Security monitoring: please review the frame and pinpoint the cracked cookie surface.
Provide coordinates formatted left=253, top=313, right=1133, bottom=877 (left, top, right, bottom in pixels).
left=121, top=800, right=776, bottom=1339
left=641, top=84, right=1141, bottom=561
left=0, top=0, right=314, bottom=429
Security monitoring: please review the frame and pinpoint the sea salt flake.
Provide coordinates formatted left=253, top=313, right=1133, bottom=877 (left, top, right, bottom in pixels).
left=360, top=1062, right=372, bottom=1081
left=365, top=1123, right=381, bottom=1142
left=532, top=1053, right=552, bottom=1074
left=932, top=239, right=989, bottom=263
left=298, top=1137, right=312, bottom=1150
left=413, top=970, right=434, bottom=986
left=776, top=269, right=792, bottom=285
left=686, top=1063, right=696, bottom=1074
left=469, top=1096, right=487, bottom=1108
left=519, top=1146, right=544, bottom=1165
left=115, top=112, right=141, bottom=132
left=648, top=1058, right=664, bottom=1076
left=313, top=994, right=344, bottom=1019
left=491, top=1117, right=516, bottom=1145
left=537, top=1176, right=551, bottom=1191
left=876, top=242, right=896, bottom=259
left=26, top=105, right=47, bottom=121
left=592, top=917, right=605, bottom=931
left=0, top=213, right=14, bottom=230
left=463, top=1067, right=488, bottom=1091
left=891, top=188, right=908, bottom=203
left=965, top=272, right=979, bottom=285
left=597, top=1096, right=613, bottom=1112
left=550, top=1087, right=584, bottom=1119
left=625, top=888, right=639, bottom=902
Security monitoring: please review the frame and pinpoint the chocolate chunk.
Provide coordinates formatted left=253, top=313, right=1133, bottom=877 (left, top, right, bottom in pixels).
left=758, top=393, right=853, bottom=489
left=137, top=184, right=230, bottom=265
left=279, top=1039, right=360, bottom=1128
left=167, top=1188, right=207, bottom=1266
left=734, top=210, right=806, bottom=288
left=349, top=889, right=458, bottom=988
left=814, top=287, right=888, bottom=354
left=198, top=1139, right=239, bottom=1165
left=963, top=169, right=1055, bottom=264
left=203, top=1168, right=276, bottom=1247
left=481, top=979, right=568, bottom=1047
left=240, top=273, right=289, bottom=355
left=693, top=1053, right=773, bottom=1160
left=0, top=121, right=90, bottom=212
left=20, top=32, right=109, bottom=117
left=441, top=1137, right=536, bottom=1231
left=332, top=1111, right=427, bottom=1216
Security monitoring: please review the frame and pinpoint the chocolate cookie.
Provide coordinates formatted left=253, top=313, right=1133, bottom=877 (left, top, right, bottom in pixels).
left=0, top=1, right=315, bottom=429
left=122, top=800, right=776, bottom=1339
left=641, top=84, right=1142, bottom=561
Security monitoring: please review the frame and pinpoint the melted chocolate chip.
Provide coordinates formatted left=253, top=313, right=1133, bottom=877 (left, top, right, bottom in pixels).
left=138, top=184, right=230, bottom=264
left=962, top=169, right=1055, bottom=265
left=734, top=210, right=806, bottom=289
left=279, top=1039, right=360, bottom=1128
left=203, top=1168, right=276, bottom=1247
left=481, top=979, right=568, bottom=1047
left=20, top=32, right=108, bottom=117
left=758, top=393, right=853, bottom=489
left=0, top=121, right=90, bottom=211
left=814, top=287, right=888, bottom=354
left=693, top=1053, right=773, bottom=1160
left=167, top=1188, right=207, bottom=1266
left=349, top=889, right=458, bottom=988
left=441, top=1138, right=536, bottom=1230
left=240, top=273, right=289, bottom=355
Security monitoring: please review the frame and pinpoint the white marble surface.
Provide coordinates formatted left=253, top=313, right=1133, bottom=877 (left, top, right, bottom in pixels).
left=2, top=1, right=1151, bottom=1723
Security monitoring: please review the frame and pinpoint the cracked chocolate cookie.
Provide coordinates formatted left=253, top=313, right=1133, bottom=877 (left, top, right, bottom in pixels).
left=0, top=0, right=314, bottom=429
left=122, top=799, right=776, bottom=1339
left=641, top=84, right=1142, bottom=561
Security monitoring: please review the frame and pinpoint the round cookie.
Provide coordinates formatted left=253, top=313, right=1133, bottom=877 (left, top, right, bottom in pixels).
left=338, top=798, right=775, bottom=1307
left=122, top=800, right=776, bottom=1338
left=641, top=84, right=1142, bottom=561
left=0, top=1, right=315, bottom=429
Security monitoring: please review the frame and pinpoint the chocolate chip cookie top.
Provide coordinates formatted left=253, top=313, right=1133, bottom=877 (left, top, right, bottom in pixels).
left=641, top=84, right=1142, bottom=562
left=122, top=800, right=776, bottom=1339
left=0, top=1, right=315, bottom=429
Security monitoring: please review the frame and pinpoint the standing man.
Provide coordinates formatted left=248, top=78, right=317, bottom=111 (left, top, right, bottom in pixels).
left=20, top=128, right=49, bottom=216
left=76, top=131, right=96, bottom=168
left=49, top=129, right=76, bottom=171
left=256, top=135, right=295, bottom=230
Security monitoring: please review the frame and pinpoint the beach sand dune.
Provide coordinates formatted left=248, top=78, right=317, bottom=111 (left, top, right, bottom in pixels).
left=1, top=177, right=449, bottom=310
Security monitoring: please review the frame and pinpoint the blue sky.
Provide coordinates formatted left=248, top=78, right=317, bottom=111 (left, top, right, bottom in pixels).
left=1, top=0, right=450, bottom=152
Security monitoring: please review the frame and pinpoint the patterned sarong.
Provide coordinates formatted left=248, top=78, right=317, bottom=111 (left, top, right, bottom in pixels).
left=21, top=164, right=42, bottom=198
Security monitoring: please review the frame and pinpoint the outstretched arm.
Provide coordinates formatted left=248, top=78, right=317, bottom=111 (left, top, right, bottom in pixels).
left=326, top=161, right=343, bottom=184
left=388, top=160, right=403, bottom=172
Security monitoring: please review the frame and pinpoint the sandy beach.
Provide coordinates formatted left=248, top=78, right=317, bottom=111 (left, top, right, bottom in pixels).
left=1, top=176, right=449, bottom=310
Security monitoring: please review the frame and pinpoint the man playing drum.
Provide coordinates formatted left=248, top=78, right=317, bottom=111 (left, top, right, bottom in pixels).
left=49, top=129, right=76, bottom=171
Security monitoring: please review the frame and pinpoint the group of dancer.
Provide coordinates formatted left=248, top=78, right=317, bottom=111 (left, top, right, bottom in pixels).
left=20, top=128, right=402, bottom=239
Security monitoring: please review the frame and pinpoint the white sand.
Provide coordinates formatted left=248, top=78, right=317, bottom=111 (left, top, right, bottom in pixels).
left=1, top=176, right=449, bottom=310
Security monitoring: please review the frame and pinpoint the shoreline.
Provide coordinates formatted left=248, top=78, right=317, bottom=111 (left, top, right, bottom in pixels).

▶ _TASK ITEM_:
Match on "cookie" and copy out every line of the entries that contains it.

▶ _SOLUTION TO THIS EXERCISE_:
Security monitoring: please review the frame and pinpoint the cracked cookie surface.
Security monitoring: please review the frame and pinpoint the chocolate cookie.
Security monitoring: please review the frame and pinpoint the cracked chocolate cookie.
Security monitoring: please review the frame and pinpoint the round cookie.
Security monitoring: please review the frame and pinpoint the chocolate chip cookie top.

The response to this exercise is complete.